→ Text shown:
........

Metabolic network analysis of liver and adipose tissue

A biological system such as a cell is both structurally and functionally complex, as it is composed of many interacting molecules such as genes, proteins, and metabolites. When such a system experiences a perturbation, it can respond both locally and globally through a network of biochemical interactions. These often multi-layered responses cannot be understood by focusing on an individual molecule's behavior. Rather, mathematical frameworks are needed that integrate biochemical knowledge with quantitative experimental data to characterize the 'systems-level' behavior. This thesis presents novel approaches to model the enzyme-mediated connectivity of metabolic networks, and to integrate experimentally-derived data on the relative engagements of these connections.; These approaches were developed in three parts. The first part formulated an algorithm for top-down division of directed graphs with non-uniform edge weights. This algorithm enabled the rational partitioning of metabolic networks into natural groupings of metabolites, or 'modules.' A scoring system was formulated to determine which partitions likely produce biologically meaningful modules. The scoring was based on a projection of the partition results onto an inventory of feasible pathways defined by the elementary flux modes for the parent network. The second part applied the partition algorithm and scoring system to two distinct model systems, the rodent liver and fat cell. The analyses addressed how physiological stimuli elicit adaptations to the functional organization of the metabolic network. The analysis was subsequently expanded to include the responses of the liver network to a non-physiological stimulus, i.e. a drug chemical challenge. Finally, the third part addressed the issue of causal relations between network components through a probabilistic (Bayesian) framework. Metabolic flux data were used to identify conditional dependencies between reactions of the pyruvate sub-network in the liver and fat cell.; Through these studies, this thesis presents evidence that metabolic networks possess organizational flexibility, which enables the system to perform a variety of biochemical transformation functions using a finite set of reactions. Prospectively, the methods and findings of this thesis could be used to develop additional tools for systems biological studies on cellular metabolism, and thereby address significant questions in complex human diseases of multi-factorial origins.

........

→ Provided information:

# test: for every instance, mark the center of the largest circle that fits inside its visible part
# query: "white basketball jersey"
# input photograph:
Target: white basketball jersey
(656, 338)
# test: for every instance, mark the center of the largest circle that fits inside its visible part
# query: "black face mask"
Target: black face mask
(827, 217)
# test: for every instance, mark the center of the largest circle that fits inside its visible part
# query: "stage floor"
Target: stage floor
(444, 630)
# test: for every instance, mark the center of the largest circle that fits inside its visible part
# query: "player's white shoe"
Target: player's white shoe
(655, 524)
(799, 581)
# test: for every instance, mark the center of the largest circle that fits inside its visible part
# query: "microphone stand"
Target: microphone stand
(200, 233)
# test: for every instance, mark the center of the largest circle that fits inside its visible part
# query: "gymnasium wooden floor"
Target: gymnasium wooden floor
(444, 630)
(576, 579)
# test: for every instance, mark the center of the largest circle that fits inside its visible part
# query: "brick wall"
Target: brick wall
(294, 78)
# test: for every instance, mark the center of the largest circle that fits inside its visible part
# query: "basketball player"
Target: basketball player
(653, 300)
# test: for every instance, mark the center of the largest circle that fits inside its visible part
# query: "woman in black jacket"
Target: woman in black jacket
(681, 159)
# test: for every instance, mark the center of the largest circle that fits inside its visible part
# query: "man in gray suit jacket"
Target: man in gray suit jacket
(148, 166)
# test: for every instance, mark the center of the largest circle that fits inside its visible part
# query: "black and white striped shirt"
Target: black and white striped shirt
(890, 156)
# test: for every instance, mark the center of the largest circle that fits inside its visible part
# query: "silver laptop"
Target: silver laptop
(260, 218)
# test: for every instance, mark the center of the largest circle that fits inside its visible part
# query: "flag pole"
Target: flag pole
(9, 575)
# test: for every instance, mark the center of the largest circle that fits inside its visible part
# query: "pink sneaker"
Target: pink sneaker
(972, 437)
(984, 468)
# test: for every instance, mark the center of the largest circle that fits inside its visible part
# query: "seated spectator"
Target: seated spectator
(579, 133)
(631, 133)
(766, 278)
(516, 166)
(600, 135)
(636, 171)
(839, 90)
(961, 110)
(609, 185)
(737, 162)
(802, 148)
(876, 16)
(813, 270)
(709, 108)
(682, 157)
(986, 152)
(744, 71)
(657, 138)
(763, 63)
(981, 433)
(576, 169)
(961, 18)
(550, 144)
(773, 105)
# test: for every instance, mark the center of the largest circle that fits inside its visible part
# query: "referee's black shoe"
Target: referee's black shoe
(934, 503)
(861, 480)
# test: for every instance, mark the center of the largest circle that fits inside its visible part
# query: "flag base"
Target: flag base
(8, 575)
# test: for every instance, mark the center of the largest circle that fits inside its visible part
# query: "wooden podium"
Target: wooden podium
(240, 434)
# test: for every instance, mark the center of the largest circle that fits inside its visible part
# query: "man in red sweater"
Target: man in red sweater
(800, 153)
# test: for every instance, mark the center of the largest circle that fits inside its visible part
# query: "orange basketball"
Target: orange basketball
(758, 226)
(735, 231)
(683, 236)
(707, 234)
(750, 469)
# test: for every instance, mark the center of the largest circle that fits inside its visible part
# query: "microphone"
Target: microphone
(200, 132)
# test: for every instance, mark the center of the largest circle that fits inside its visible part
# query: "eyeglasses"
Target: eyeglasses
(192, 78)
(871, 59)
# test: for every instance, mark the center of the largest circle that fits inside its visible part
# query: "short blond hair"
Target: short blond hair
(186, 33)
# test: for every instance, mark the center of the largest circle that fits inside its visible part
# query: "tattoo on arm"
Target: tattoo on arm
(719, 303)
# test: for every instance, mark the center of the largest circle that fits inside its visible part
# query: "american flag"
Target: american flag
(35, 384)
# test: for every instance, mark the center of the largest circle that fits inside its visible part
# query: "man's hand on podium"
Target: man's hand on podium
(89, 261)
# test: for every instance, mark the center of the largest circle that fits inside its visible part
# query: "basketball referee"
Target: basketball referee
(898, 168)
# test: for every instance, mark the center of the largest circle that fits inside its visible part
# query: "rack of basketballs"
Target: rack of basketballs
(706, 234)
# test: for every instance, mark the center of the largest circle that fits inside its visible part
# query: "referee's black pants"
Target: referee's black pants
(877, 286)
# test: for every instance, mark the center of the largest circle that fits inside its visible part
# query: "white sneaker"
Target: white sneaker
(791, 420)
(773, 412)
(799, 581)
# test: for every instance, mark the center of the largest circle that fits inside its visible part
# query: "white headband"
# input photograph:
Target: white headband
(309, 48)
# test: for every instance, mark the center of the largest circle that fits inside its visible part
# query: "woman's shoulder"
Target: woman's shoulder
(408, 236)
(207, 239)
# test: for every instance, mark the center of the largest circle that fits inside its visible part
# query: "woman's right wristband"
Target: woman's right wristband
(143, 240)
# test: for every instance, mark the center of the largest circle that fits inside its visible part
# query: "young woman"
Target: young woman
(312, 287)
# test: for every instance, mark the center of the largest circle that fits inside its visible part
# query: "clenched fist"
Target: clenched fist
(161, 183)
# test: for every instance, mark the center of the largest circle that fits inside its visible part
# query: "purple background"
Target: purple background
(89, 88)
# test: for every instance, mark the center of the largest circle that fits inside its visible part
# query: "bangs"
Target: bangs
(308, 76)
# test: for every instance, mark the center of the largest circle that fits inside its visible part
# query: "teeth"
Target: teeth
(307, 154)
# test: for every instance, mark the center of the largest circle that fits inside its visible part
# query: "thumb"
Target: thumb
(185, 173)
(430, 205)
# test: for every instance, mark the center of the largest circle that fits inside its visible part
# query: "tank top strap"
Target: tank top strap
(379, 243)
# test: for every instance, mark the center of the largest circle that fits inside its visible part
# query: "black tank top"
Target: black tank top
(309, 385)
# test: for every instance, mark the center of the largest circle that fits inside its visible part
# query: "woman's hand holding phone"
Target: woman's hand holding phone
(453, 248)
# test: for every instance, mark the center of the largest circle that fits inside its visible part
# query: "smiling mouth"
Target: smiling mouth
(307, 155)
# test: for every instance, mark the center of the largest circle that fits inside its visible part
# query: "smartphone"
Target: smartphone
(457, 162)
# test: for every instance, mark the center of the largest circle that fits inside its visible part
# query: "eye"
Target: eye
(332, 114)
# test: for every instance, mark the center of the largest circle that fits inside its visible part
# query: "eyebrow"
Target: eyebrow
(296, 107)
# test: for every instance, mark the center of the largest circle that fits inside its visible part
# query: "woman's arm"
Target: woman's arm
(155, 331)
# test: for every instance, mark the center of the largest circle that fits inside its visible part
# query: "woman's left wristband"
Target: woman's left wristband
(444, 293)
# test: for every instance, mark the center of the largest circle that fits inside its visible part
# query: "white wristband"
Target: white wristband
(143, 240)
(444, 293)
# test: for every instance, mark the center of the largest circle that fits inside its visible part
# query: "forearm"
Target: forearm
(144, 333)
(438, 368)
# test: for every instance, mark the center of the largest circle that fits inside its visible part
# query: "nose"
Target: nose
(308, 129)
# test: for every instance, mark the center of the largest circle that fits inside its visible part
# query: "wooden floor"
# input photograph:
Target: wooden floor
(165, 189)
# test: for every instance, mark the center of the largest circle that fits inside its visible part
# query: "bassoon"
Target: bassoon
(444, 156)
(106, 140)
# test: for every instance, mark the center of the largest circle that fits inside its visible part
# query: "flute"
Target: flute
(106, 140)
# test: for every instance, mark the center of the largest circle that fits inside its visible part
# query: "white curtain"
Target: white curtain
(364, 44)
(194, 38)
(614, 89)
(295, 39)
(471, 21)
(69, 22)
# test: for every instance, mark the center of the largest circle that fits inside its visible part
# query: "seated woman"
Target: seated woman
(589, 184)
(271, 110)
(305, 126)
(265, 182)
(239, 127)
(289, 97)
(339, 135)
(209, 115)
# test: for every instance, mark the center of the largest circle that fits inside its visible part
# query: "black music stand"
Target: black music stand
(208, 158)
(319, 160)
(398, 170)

........

→ What to do:
Answer these questions from the text on metabolic network analysis:
1. Onto what were the partition results projected to score them?
2. To which two model systems was the partition algorithm applied?
3. What kind of framework did the third part use to address causal relations between network components?

→ Response:
1. An inventory of feasible pathways defined by the elementary flux modes for the parent network.
2. The rodent liver and fat cell.
3. A probabilistic (Bayesian) framework.